Start of INFORMATION SHOWN

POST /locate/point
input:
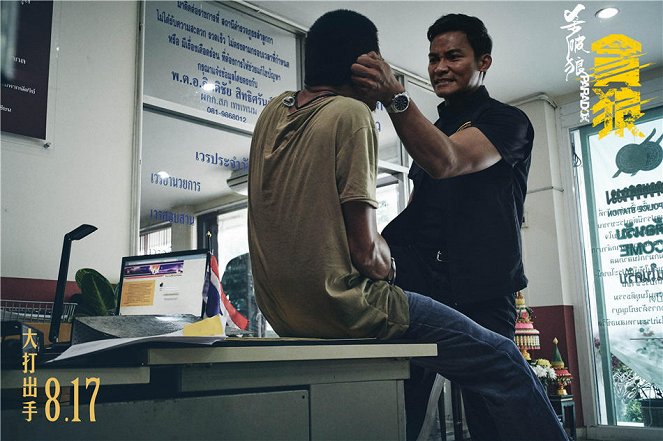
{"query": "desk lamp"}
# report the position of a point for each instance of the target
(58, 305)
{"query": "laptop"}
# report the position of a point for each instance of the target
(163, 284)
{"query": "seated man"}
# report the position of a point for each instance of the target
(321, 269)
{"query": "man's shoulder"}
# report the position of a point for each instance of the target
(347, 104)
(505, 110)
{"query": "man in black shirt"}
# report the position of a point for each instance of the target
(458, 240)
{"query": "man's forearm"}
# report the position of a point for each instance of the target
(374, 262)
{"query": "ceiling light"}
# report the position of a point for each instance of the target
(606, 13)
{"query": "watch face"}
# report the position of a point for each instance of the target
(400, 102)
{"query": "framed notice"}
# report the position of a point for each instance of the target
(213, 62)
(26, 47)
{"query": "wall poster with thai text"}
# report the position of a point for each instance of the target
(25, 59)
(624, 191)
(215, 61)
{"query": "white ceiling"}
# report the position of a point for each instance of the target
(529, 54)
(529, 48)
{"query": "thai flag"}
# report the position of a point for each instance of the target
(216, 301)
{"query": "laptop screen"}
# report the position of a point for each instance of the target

End of INFORMATION SHOWN
Start of INFORMATION SHOWN

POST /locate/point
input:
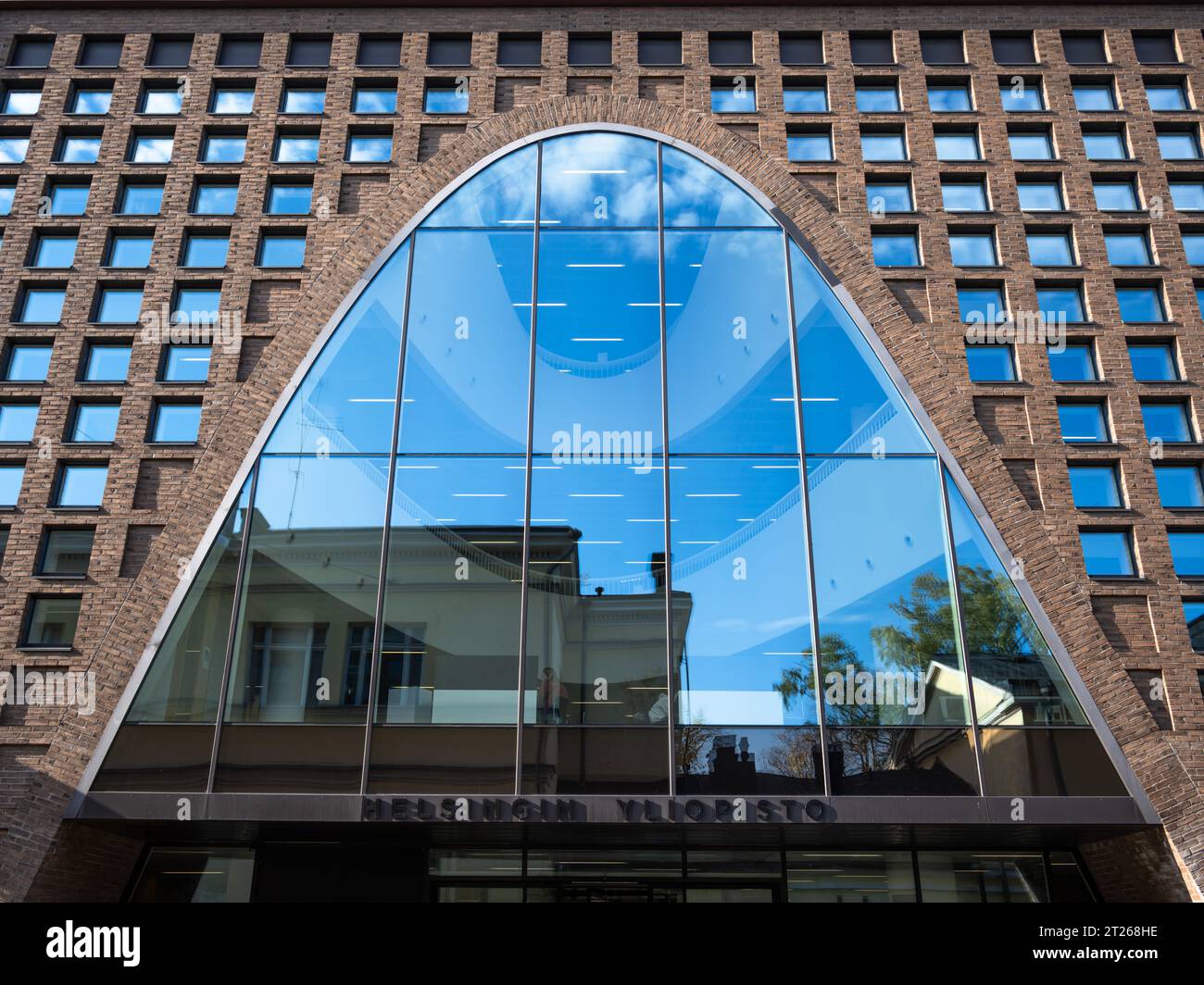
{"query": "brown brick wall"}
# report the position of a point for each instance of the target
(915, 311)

End of INFORMATION SHOWN

**DIRECTIONS FOR THIS TASK**. Spot every line in the entries that includes the word "ceiling", and copy each one out.

**EXPECTED ANSWER**.
{"query": "ceiling light"}
{"query": "white ceiling"}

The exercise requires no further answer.